◆ **PASSAGE FOR REVIEW**:
# # # # # # #

As the pandemic rages on, older people in care homes across Canada continue to face daunting risks to their physical health and emotional wellbeing.  Yet, there’s also another emerging risk to older people in these facilities: widespread over prescription of psychotropic drugs.

In a new article, Kim Samuel, along with Jane Buchanan, Acting Disability Rights Director at Human Rights Watch, describe the need for more humane, compassionate and effective ways to support elders in care homes—in lieu of excessive reliance on powerful medications that can cause harm.  

As a long-term partner of the Samuel Centre for Social Connectedness, Human Rights Watch is working to expose injustice and human rights abuse throughout the globe. Over the past few years, the Samuel Centre for Social Connectedness and Human Rights Watch have documented the impact of social isolation on older people in the United Kingdom and Australia, and most recently, are committed to highlighting the treatment of our elders during the COVID-19 pandemic.

Human Rights Watch has documented imprudent use of psychotropic medication in care homes well before the COVID-19 pandemic. Research from 2017-2018 in the US and in 2018-2019 in Australia uncovered serious abuses aimed at making residents more compliant to the order facilities’ staff.  Such inhumane practices are increasingly widespread since the start of the pandemic and its associated lockdowns.

# # # # # # #

◆ **WHAT THIS EXERCISE ASKS**:
[a] In the passage on overprescription in care homes, take the stretch from "In a new article, Kim" through "can cause harm." and switch "elders" to "older residents".
[b] Carry on the passage on overprescription in care homes from the point where it stops.
The rows play no part in what is asked here.

◆ **SUPPLIED INFORMATION**:
# # # # # # #

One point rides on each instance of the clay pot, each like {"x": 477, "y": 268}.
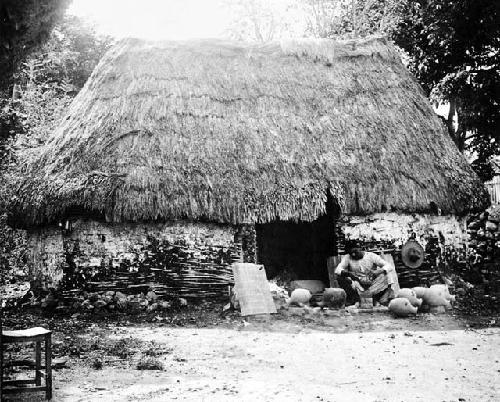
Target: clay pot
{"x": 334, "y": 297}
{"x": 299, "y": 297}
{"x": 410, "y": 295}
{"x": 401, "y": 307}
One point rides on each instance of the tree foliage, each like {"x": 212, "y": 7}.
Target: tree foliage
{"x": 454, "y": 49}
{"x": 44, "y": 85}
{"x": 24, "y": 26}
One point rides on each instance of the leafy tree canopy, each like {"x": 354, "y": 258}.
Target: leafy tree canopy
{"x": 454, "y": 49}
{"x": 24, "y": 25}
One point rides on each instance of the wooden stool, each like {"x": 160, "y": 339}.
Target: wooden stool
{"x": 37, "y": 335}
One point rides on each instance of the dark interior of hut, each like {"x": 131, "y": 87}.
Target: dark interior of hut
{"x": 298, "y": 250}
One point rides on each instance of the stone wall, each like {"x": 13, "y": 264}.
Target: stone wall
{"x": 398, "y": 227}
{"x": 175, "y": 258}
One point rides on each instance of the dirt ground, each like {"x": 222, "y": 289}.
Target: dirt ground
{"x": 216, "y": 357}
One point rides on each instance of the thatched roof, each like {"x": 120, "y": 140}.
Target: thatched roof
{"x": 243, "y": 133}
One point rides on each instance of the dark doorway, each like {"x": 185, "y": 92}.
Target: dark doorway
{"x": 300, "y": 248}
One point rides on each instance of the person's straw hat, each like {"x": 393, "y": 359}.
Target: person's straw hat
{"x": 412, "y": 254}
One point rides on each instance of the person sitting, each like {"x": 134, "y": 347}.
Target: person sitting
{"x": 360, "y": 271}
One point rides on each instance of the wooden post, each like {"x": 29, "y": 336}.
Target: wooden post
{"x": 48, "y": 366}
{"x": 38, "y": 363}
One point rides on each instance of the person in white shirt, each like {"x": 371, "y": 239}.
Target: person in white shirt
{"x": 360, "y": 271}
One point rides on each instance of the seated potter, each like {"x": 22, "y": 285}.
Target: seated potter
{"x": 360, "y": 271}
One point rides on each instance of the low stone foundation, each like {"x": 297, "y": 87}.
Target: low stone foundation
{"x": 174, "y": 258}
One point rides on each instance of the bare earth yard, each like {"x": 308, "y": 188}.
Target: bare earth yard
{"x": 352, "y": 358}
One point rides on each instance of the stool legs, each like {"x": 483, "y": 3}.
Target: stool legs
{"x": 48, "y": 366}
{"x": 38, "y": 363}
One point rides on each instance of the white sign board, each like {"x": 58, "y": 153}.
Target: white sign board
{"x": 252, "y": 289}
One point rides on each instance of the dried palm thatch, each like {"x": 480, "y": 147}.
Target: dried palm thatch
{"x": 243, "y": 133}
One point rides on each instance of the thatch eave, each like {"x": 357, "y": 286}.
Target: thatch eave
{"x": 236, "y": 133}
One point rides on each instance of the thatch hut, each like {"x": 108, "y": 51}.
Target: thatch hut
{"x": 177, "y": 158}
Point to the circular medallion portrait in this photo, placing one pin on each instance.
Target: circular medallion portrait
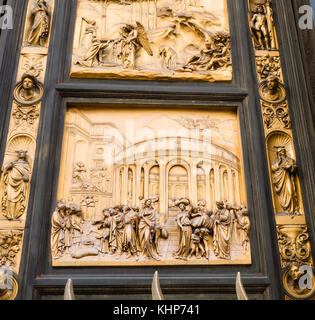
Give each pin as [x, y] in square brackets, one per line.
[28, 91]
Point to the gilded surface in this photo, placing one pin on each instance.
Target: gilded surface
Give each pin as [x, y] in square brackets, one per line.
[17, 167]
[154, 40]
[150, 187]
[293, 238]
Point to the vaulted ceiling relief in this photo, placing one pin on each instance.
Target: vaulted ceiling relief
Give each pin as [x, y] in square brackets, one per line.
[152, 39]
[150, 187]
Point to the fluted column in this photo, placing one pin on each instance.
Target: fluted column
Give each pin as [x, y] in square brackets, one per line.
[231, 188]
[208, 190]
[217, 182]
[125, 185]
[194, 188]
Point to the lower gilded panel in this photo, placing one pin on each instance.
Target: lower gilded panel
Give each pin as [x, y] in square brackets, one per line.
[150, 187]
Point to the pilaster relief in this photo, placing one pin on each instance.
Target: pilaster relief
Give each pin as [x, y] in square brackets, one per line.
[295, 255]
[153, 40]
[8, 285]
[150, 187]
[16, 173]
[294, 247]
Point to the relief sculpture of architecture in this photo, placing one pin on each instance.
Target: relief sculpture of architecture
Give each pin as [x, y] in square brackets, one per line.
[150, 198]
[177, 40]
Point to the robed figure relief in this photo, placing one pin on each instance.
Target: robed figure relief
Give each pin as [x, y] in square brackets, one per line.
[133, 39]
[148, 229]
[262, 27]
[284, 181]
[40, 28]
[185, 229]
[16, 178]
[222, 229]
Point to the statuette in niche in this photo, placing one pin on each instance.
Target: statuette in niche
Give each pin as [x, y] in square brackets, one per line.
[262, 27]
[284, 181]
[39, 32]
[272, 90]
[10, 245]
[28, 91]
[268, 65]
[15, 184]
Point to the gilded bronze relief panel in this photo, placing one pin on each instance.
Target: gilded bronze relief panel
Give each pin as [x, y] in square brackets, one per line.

# # # # # # #

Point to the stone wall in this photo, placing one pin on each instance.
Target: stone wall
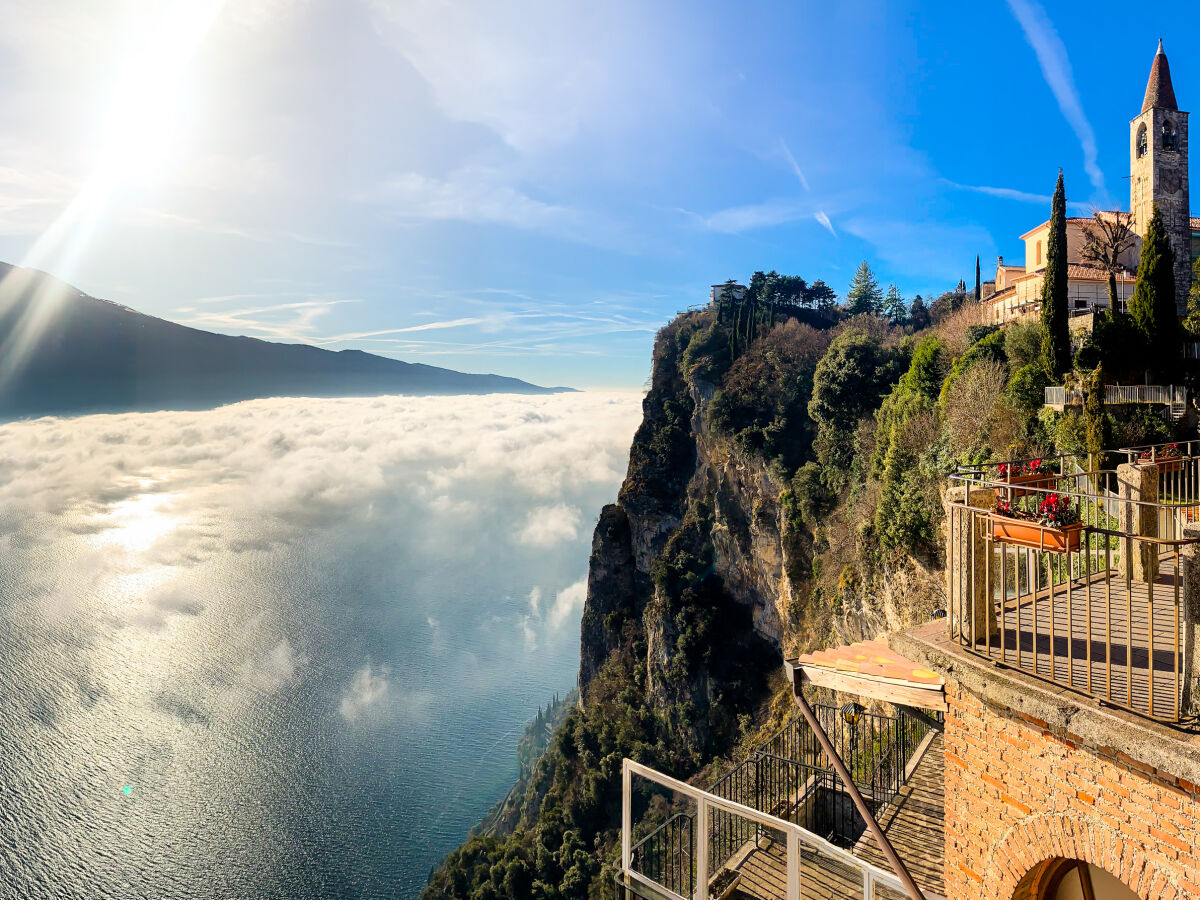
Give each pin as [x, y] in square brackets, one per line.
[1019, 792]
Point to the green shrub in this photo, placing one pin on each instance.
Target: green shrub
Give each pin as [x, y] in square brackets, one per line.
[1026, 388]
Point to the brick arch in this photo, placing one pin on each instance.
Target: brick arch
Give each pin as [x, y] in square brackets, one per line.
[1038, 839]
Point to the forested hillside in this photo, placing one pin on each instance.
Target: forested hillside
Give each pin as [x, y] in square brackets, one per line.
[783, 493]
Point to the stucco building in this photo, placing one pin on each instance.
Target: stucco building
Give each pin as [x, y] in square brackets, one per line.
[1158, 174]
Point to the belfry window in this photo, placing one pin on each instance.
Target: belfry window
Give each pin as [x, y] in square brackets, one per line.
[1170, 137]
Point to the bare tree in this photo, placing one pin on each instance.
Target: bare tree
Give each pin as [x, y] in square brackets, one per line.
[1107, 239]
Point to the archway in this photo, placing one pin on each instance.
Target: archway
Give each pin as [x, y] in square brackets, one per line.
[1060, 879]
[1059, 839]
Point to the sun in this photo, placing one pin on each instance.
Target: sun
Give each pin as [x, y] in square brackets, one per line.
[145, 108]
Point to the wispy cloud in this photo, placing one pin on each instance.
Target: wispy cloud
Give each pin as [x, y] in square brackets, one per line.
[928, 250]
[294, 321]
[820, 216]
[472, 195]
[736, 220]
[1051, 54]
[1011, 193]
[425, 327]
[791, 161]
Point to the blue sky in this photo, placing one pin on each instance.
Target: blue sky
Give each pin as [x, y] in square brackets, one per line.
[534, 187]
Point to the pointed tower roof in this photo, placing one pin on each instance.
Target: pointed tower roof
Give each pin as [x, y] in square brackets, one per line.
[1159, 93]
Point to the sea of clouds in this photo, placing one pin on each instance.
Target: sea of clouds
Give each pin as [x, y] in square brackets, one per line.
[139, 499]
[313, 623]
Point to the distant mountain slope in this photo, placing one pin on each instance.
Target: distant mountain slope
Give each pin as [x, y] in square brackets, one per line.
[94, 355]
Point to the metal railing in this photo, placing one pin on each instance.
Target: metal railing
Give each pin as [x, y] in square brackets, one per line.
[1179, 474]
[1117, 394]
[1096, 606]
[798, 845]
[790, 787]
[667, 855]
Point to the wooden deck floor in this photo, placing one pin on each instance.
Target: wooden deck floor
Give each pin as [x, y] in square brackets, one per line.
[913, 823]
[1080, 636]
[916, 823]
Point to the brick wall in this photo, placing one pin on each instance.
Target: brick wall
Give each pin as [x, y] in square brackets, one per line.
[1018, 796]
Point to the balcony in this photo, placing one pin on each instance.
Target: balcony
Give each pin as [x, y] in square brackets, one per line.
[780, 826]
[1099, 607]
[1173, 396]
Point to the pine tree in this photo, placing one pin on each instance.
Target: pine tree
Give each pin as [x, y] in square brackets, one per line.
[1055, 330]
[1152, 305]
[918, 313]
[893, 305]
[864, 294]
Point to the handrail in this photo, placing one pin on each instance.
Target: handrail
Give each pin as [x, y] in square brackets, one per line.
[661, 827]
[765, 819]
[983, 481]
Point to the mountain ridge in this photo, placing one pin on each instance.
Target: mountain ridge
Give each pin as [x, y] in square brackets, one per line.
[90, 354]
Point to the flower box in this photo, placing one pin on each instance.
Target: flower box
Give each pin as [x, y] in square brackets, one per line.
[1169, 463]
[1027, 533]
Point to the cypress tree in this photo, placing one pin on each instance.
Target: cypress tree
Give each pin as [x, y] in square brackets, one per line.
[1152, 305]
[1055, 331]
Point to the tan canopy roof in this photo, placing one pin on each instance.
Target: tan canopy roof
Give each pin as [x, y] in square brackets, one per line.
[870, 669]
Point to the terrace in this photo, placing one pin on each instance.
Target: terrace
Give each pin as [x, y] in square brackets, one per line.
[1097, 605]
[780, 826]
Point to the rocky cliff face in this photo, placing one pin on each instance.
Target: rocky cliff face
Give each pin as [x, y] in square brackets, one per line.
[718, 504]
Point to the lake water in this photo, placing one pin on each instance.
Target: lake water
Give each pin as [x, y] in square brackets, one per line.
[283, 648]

# # # # # # #

◆ **TASK-BY-TASK RESULTS**:
[a]
In a new article, Kim Samuel, along with Jane Buchanan, Acting Disability Rights Director at Human Rights Watch, describe the need for more humane, compassionate and effective ways to support older residents in care homes—in lieu of excessive reliance on powerful medications that can cause harm.

[b]
“As national and provincial governments carry out vaccination efforts,” Kim and Jane write, “they should not ignore other dangers to older people in nursing homes related to COVID-19 restrictions, such as chemical restraint. It will be essential to prevent severe and potentially irreversible consequences for older people that result from lack of human contact.”

Jane and Kim recommend stronger reporting accountability to help deter the misuse of medication, particularly in care homes for older people. They also propose other reform strategies, including implementing sensible visitor policies to help meet the vital need for human connection in a time of extraordinary social isolation.